_Task prompt_. Copy the passage from the forum post about attracting new players, starting at "However I think" and ending at "Zero-K as a game.", and change every "Zero-K" to "ZK".

_Page excerpt_.
*****

However I think there are some major obstacles in the way to getting more new players.


Niche Appeal: Zero-K is a fundamentally very niche game. It is by design very hard, very complicated, and has a steeeeep learning curve. Pure RTS (as opposed to MOBA/RTS hybrid) games are already a very small part of the PC gaming world, and Zero-K is even more high-concept and niche. This isn't so much a "problem" such as it is the nature of Zero-K as a game.


Community Toxicity: I've certainly seen much more toxic online communities than ZK, but let's face it - we are sometimes very hostile to new (and therefore incompetent) players. This makes climbing the aforementioned steep learning curve very hard. This problem is completely in our hands - let's be nicer to low-ranked players and try to help them out. Don't assume every rank 1 player who's playing terribly is a troll/smurf.


Outreach: Is there any ongoing advertising campaign to attract more players that I could help with?

Entry ramp: I've haven't been new to Zero-K in 5 years, so I wouldn't know - if a person totally unaware of Zero-K finds themselves on zero-k.info, is it possible and intuitive for them to learn about the game and start playing? Are there good instructions/tutorial pages?




+4 / -0
8 years ago
I agree with your 1st statement completely.

*****

_Provided material_.
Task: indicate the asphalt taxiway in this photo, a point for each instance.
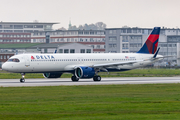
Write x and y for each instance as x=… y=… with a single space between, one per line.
x=104 y=81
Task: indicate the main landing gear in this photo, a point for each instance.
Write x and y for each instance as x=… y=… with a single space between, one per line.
x=22 y=80
x=74 y=78
x=97 y=78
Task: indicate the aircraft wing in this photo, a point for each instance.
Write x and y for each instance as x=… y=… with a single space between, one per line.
x=104 y=65
x=115 y=64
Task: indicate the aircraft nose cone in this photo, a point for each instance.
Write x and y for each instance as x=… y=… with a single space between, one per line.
x=4 y=66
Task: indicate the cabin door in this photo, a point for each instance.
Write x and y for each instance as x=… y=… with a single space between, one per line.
x=27 y=61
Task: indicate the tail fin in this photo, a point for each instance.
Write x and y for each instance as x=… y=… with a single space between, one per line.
x=150 y=46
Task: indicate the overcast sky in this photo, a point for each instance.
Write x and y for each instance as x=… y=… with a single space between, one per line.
x=114 y=13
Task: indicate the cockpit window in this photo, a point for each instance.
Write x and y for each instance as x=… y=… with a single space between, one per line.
x=13 y=60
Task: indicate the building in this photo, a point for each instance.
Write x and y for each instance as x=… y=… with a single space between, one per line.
x=130 y=40
x=20 y=32
x=36 y=32
x=93 y=38
x=63 y=48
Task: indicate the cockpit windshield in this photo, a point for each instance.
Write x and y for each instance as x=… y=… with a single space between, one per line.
x=13 y=60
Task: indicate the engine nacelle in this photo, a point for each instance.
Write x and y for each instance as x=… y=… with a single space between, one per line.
x=84 y=72
x=52 y=75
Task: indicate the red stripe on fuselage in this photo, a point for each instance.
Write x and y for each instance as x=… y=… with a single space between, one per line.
x=153 y=38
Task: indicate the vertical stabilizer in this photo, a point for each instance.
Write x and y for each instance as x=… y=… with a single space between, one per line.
x=151 y=44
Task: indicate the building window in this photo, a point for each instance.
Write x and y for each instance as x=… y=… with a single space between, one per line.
x=66 y=50
x=28 y=26
x=60 y=50
x=18 y=26
x=112 y=38
x=72 y=51
x=38 y=26
x=125 y=46
x=88 y=51
x=82 y=50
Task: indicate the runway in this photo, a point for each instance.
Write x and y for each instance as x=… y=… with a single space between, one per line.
x=104 y=81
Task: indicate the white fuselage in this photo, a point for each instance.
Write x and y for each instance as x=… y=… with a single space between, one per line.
x=41 y=63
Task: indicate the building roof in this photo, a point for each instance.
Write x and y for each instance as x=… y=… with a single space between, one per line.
x=29 y=22
x=54 y=45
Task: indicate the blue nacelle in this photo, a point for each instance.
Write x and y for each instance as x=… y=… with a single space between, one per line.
x=84 y=72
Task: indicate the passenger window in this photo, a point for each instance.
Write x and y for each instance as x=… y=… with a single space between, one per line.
x=13 y=60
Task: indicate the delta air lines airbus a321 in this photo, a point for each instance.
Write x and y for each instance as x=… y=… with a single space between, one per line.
x=84 y=66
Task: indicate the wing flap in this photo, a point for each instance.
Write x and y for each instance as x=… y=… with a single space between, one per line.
x=115 y=64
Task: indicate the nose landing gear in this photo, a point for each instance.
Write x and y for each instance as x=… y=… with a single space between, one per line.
x=22 y=80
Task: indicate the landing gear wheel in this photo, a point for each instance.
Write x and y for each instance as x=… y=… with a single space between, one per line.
x=22 y=80
x=97 y=78
x=74 y=79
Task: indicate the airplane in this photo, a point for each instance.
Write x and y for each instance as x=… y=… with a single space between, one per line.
x=84 y=65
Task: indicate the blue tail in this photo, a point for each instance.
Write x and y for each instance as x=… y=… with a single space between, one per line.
x=151 y=44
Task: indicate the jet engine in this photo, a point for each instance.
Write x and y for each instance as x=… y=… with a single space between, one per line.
x=52 y=75
x=84 y=72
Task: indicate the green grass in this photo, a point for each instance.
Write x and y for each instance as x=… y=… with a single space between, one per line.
x=23 y=45
x=99 y=102
x=131 y=73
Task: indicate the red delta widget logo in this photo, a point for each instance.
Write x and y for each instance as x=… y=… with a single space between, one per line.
x=42 y=57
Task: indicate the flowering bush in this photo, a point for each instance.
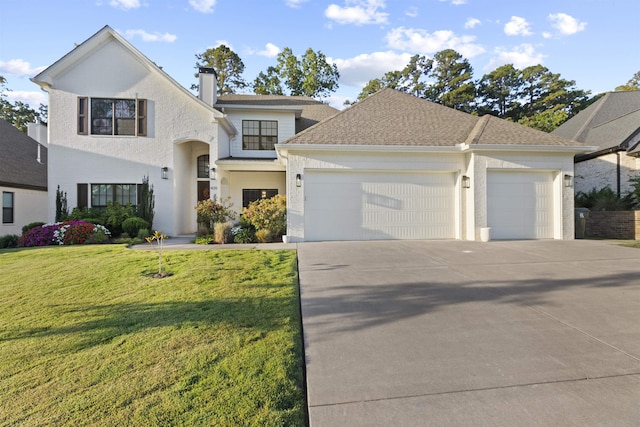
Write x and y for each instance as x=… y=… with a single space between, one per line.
x=64 y=233
x=268 y=214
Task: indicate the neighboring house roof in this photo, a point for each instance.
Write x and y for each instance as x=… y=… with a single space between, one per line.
x=393 y=118
x=311 y=111
x=612 y=122
x=19 y=166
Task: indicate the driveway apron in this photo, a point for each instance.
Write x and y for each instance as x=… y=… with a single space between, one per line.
x=409 y=333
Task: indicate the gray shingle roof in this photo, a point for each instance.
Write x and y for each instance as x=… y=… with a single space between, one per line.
x=18 y=159
x=313 y=111
x=609 y=122
x=393 y=118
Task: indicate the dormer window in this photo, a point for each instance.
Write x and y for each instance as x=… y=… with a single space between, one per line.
x=259 y=134
x=109 y=116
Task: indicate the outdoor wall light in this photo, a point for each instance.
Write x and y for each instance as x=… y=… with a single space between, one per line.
x=568 y=180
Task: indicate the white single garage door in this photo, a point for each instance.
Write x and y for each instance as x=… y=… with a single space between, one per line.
x=378 y=205
x=520 y=205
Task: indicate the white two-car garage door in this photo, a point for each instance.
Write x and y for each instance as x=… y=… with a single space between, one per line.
x=520 y=204
x=349 y=205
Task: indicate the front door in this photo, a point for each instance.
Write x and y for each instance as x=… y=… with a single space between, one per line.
x=203 y=190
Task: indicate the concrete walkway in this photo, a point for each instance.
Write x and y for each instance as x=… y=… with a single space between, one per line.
x=418 y=333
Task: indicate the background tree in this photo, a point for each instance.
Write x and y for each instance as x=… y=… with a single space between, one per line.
x=452 y=84
x=499 y=92
x=548 y=99
x=310 y=76
x=632 y=84
x=411 y=79
x=18 y=113
x=268 y=83
x=228 y=65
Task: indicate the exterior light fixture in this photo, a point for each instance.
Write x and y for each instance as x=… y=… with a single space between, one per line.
x=568 y=180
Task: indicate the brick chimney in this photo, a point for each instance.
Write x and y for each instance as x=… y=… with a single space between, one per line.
x=207 y=85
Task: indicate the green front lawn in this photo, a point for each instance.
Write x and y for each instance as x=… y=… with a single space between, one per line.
x=89 y=337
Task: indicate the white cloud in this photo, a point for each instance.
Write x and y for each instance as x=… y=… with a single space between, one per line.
x=148 y=37
x=19 y=68
x=34 y=99
x=125 y=4
x=566 y=24
x=521 y=56
x=358 y=12
x=204 y=6
x=357 y=71
x=421 y=41
x=472 y=23
x=518 y=26
x=294 y=3
x=270 y=51
x=412 y=12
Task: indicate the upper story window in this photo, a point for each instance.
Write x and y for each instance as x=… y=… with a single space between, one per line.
x=203 y=166
x=108 y=116
x=7 y=207
x=259 y=134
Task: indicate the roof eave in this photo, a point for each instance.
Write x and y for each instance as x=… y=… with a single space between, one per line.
x=529 y=148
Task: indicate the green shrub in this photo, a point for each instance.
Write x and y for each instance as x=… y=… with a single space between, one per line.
x=222 y=232
x=133 y=225
x=115 y=215
x=143 y=233
x=264 y=236
x=245 y=235
x=31 y=226
x=211 y=211
x=268 y=214
x=9 y=241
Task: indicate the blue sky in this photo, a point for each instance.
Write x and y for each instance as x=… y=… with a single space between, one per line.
x=593 y=42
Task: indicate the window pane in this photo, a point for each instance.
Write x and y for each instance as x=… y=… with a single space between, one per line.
x=7 y=207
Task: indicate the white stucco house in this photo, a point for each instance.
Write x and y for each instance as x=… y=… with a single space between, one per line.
x=23 y=177
x=116 y=117
x=611 y=125
x=392 y=166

*****

_Answer to this exercise_.
However I think there are some major obstacles in the way to getting more new players.


Niche Appeal: ZK is a fundamentally very niche game. It is by design very hard, very complicated, and has a steeeeep learning curve. Pure RTS (as opposed to MOBA/RTS hybrid) games are already a very small part of the PC gaming world, and ZK is even more high-concept and niche. This isn't so much a "problem" such as it is the nature of ZK as a game.